## Excerpt
E.O. 12958: DECL: 02/20/2019
TAGS: PGOV KDEM PREL PINR ENVR BL ECON
SUBJECT: BOLIVIA: WHO CAN CHALLENGE MORALES? (PT
C O N F I D E N T I A L LA PAZ 000436

SIPDIS

E.O. 12958: DECL: 02/20/2019
TAGS: PGOV KDEM PREL PINR ENVR BL ECON
SUBJECT: BOLIVIA: WHO CAN CHALLENGE MORALES? (PT 1)

Classified By: CDA Chris Lambert for reasons 1.4 (b, d)


1. (C) Summary: Although presidential elections will not
occur until December 6, at least ten members of the
opposition are being mentioned as potential candidates. This
is the first in a series of cables that will review the
possibilities for each. Part One will focus on the three
leading candidates: former Vice President Victor Hugo
Cardenas, Potosi Mayor Rene Joaquino, and entrepreneur Samuel
Doria Medina. All of the candidates have significant
electoral drawbacks. End summary.

Dataset records about object locations
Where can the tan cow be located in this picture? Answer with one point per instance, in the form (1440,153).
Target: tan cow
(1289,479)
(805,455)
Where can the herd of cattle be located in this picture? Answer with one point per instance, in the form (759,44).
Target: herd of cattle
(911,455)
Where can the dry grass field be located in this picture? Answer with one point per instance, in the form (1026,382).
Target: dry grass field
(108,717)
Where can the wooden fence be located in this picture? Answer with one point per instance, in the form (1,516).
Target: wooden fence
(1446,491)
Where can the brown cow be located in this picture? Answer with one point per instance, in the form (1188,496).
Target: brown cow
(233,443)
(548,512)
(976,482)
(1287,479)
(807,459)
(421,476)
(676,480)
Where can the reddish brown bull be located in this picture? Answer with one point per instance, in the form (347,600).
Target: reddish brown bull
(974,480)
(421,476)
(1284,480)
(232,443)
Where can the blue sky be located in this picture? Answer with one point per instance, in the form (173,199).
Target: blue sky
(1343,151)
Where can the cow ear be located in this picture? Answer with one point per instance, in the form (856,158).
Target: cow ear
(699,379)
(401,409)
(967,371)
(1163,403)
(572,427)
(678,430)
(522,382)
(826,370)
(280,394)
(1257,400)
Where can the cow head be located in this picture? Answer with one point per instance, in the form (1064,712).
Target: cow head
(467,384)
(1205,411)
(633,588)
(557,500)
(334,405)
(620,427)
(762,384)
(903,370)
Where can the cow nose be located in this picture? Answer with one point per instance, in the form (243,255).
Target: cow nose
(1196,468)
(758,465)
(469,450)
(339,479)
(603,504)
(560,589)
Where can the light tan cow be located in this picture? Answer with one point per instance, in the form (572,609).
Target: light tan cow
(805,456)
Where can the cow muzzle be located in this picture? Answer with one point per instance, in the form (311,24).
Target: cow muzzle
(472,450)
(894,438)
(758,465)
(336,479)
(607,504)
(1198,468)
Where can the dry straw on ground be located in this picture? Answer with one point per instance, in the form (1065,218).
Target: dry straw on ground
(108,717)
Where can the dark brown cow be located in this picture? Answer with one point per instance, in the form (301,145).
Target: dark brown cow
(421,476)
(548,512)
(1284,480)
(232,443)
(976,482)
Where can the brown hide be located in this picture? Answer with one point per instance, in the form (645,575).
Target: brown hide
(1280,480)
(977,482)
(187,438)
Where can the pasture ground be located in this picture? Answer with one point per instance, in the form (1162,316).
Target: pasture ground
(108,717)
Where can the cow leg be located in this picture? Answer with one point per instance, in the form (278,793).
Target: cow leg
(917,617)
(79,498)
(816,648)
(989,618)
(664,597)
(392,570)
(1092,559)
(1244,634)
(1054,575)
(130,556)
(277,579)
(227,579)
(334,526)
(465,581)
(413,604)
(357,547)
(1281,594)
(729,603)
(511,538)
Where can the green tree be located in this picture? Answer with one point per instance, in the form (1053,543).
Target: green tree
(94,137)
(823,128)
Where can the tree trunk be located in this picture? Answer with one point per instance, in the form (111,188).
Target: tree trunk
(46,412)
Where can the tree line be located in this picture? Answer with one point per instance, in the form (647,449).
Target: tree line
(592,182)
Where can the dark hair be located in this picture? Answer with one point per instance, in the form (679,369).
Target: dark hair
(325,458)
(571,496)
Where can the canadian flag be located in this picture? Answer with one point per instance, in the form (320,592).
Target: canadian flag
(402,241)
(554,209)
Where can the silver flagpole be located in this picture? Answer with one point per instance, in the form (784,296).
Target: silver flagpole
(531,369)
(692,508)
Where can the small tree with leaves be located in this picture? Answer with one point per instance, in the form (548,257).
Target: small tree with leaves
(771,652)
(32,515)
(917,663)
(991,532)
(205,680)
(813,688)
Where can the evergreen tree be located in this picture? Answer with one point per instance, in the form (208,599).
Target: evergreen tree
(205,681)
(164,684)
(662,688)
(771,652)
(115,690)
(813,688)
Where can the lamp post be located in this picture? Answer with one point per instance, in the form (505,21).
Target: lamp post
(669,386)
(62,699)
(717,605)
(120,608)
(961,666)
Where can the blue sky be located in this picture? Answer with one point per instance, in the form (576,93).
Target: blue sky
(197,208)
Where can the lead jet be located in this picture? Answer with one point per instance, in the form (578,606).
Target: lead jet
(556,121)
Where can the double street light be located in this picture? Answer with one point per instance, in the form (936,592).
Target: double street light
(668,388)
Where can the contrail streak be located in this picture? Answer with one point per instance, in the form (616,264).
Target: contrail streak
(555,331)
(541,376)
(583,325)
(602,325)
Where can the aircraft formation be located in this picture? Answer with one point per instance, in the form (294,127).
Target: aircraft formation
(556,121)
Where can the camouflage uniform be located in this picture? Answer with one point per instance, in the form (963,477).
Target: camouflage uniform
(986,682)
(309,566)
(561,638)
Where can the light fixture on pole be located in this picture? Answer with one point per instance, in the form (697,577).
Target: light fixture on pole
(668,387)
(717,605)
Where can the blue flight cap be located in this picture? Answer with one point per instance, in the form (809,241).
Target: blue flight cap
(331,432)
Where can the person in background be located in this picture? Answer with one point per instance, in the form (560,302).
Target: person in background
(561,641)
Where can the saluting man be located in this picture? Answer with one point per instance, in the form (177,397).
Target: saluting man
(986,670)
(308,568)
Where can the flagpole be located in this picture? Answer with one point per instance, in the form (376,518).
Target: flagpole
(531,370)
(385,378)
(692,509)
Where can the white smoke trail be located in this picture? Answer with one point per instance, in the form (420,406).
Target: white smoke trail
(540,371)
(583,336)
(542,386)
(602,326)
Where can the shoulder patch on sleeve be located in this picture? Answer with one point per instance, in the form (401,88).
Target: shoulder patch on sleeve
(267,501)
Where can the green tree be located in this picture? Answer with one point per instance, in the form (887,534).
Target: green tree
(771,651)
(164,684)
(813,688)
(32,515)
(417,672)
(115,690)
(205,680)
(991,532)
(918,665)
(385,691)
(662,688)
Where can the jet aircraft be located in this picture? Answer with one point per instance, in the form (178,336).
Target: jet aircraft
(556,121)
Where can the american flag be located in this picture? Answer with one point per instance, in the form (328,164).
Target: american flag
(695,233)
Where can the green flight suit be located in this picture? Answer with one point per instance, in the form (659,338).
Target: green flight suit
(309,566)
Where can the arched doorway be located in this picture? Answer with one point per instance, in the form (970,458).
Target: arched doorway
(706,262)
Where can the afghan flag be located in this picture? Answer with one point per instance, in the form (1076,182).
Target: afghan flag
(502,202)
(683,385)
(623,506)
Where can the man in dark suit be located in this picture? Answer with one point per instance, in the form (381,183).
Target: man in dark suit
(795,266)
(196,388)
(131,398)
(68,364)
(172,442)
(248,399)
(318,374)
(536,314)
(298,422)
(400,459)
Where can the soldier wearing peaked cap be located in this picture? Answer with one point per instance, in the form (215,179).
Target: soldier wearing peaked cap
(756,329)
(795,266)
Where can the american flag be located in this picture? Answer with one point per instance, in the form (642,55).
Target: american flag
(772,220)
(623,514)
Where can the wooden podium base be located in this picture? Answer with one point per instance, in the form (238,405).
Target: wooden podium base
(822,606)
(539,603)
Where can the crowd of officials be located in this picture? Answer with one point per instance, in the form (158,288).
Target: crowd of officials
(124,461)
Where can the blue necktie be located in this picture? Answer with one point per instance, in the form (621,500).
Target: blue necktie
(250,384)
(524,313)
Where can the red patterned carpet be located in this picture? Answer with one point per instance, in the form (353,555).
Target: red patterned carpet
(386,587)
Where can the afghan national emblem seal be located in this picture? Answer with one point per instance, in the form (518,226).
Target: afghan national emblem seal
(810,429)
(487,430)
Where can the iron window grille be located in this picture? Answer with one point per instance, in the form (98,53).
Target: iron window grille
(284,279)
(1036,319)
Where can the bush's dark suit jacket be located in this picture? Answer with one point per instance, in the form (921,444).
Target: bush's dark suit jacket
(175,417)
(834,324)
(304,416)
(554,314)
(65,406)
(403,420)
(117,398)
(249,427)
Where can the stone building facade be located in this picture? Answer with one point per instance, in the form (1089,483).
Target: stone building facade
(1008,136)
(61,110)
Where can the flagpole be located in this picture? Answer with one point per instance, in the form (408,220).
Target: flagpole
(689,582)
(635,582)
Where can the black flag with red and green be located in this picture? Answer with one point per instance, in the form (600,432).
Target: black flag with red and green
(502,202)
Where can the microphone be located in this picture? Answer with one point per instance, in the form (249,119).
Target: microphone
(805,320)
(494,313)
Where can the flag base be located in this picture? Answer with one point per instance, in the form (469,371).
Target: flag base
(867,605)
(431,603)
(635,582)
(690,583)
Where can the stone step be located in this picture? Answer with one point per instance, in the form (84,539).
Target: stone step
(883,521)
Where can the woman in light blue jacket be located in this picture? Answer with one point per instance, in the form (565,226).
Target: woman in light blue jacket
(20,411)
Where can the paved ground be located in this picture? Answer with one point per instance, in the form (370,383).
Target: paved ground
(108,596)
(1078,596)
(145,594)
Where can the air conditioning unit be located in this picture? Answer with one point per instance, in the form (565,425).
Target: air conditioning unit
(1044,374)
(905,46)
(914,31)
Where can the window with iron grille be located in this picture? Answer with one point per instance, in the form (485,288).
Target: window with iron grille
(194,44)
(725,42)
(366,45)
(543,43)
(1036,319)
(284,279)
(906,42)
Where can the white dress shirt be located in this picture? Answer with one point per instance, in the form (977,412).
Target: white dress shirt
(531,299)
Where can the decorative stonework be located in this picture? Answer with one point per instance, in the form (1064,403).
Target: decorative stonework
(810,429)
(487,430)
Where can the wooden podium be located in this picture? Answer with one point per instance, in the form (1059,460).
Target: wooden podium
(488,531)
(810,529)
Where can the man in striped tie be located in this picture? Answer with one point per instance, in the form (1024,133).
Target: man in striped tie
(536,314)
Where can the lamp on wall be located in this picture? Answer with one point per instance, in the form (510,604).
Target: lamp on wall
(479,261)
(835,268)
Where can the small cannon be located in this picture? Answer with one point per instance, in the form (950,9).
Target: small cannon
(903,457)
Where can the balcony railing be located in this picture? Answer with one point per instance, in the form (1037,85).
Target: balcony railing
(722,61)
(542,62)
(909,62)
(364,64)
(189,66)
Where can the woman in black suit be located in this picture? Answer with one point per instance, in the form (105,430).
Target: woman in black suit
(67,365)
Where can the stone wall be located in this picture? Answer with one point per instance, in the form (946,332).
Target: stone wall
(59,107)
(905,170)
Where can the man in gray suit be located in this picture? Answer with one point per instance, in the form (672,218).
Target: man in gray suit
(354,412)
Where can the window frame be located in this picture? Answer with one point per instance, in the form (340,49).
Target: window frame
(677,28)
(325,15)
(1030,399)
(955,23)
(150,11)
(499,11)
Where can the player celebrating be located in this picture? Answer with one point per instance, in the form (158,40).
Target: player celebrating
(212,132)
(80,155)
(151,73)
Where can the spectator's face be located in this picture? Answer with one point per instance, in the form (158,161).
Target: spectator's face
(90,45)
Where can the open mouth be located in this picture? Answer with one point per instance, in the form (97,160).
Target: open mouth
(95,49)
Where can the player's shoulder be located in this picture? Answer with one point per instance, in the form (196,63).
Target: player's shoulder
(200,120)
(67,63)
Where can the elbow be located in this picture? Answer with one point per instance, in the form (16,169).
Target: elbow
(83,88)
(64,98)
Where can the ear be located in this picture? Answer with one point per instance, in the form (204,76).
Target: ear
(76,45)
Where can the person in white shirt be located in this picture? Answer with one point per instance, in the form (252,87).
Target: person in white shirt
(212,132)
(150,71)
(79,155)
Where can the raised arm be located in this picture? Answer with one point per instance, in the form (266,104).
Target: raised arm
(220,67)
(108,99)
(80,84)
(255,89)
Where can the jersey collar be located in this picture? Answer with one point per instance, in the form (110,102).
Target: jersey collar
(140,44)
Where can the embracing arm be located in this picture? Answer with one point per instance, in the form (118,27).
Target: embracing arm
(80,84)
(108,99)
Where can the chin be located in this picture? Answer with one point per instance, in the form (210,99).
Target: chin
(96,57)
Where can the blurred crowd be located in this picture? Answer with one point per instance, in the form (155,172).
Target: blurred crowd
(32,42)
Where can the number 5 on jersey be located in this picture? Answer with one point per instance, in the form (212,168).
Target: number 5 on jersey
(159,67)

## Tasks for this exercise
1. Revise the stretch of the Bolivia cable from "1. (C) Summary: Although" through "drawbacks. End summary.", putting "reports" in place of "cables".
2. Resume the cable on Bolivia's opposition candidates, writing on from its final sentence.

## Task answers
1.
1. (C) Summary: Although presidential elections will not
occur until December 6, at least ten members of the
opposition are being mentioned as potential candidates. This
is the first in a series of reports that will review the
possibilities for each. Part One will focus on the three
leading candidates: former Vice President Victor Hugo
Cardenas, Potosi Mayor Rene Joaquino, and entrepreneur Samuel
Doria Medina. All of the candidates have significant
electoral drawbacks. End summary.

2.
- - - - - - - - - -
Victor Hugo Cardenas
- - - - - - - - - -


2. (C) Former Vice President Victor Hugo Cardenas is running
as the "unity" candidate, arguing he is the only person who
can bring together the east and the west of the country. In
his appearances, he regularly skewers President Morales and
his ruling Movement Toward Socialism (MAS) party, rejecting
the new constitution and criticizing the "MAS revolution" as
divisive and demagogic. Cardenas bases his support on his
high level of name recognition, ostensibly high levels of
support in Santa Cruz, his pledge to unite all Bolivians as
equals, and his ability to speak Aymara and Quechua fluently
and Guarani passably well. Cardenas campaign insiders tell
us they have devised a plan based on focus groups and advice
from polling guru Stanley Greenberg to launch extensive radio
campaigns in all three languages and openly challenge Morales
to debate Cardenas in either Aymara or Quechua. Since
Morales speaks only Spanish, Cardenas' team believes they can
expose Morales as a "fake indigenous," and then pile on with
charges of corruption, economic mismanagement, and divisive
rhetoric. Cardenas and his backers cite private polls
showing Morales' support softening to as low as 35 percent in
the main cities, with Cardenas the leading challenger at up
to twenty percent nationally and 27 percent in the capital
cities (and "surging").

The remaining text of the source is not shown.